The World Health Organisation (WHO) 2015 antiretroviral (ARV) guidelines recommend the use of tenofovir (TFV) containing regimens for pre-exposure prophylaxis (PrEP) as an additional Human Immunodeficiency Virus (HIV) prevention tool for those at risk of acquiring HIV, specifically in high HIV incidence settings [1]. This has led to oral PrEP being incorporated as part of a comprehensive HIV prevention package in several countries, including South Africa [2, 3]. In Africa, a key target for PrEP implementation is young women, the group at highest risk [1]. Several PrEP demonstration projects are underway to inform programmatic scale-up of oral PrEP [2].

CAPRISA 084, a PrEP Demonstration Project, assessed the feasibility, acceptability, uptake and patterns of daily oral tenofovir disoproxil fumarate (TDF) / emtricitabine (FTC) use as part of sexual reproductive health services to young women and men at risk of acquiring HIV in urban and rural KwaZulu-Natal, South Africa. The project was conducted between August 2016 and September 2018. The protocol, informed consent forms and study related materials were reviewed and approved by the University of KwaZulu-Natal’s Biomedical Research Ethics Committee (Ref: BFC511/16). All participants provided written informed consent. Follow-up of enrolled participants occurred monthly for 3 months post-PrEP initiation and quarterly thereafter. Clinical evaluation, adherence counselling and rapid HIV testing using two third-generation HIV antibody tests (Uni-Gold Recombigen HIV-1/2 and Alere Determine HIV-1/2 (Alere)), were conducted at screening, enrolment and at each follow-up visit. Dry blood spots (DBS) were collected and stored from month one onwards. Screening for sexually transmitted infections (STIs) occurred quarterly.

Case presentation

Clinical summary

We report clinical data from a 20-year-old woman, in a HIV sero-discordant relationship, who was initiated on daily oral PrEP in October 2017 through CAPRISA 084 at an urban site in South Africa. The participant attended the study clinic regularly and clinical presentation at study visits was unremarkable, with no report of seroconversion illness. Self-reported PrEP adherence, including pill count, was high. She was diagnosed with HIV infection, using two third-generation HIV rapid antibody tests, 9 months after initiating daily oral PrEP (July 2018), with a HIV viral load of 31,730 copies/ml. Prolonged inadvertent dual therapy during an undetected HIV infection resulted in nucleoside reverse transcriptase inhibitor (NRTI) mutations to both TDF and FTC. The participant was referred to a specialist infectious diseases clinic for further management of her HIV infection. She was initiated on a first line, TFV-sparing regimen (zidovudine (AZT) / lamivudine (3TC) / efavirenz (EFV)) in October 2018. Her month five HIV viral load (March 2019) was 380 copies/ml. At the time of this report (January 2020), the participant had been on ART for 13 months and had no signs of either clinical, immunologic or virologic failure on her treatment regimen. The postulate for HIV acquisition is: (i) recent occurrence of HIV infection prior to oral PrEP initiation, (ii) HIV exposure early in her PrEP use before adequate oral PrEP drug levels were achieved, and (iii) acquisition of a resistant viral strain from her sexual partner.

══════════

◆ **WHAT YOU SHOULD DO**
Please return the passage of the PrEP case report from "The World Health" up to and including "oral PrEP [2].". The material that comes after this text is not needed.

Referring expression data:
══════════

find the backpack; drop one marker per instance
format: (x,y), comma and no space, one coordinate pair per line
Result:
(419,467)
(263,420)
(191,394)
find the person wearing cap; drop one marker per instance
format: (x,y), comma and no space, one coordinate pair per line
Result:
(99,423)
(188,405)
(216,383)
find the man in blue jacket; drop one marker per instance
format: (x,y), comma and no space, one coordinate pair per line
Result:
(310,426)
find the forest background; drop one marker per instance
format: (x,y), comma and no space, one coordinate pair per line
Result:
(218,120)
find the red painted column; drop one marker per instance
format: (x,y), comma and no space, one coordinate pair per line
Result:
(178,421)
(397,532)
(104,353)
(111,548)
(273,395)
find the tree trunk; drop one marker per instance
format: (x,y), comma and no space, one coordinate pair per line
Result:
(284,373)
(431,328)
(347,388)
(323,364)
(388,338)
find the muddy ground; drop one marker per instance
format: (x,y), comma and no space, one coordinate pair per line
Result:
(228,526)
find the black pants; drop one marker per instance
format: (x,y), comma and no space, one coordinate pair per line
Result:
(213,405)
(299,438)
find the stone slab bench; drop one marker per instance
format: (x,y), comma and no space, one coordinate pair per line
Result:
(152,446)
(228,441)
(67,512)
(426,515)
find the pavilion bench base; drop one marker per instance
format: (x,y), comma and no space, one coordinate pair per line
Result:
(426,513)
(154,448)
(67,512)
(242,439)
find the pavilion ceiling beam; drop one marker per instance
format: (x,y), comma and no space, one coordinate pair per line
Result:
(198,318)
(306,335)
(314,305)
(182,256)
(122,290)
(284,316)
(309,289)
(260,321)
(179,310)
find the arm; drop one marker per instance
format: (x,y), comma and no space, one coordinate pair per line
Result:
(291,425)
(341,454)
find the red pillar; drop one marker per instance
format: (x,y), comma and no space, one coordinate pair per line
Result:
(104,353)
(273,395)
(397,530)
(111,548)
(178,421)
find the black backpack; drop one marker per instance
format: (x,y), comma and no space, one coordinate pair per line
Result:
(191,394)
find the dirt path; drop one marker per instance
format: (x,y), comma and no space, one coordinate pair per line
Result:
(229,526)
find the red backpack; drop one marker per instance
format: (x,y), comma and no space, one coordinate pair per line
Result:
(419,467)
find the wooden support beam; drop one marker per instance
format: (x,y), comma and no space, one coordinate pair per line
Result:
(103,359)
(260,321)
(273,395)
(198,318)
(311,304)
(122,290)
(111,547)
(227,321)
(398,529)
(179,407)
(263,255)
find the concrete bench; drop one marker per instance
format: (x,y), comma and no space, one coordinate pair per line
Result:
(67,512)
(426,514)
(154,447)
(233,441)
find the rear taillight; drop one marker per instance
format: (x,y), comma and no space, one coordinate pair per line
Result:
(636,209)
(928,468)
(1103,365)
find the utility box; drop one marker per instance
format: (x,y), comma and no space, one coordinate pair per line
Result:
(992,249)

══════════

◆ **WRITTEN ANSWER**
The World Health Organisation (WHO) 2015 antiretroviral (ARV) guidelines recommend the use of tenofovir (TFV) containing regimens for pre-exposure prophylaxis (PrEP) as an additional Human Immunodeficiency Virus (HIV) prevention tool for those at risk of acquiring HIV, specifically in high HIV incidence settings [1]. This has led to oral PrEP being incorporated as part of a comprehensive HIV prevention package in several countries, including South Africa [2, 3]. In Africa, a key target for PrEP implementation is young women, the group at highest risk [1]. Several PrEP demonstration projects are underway to inform programmatic scale-up of oral PrEP [2].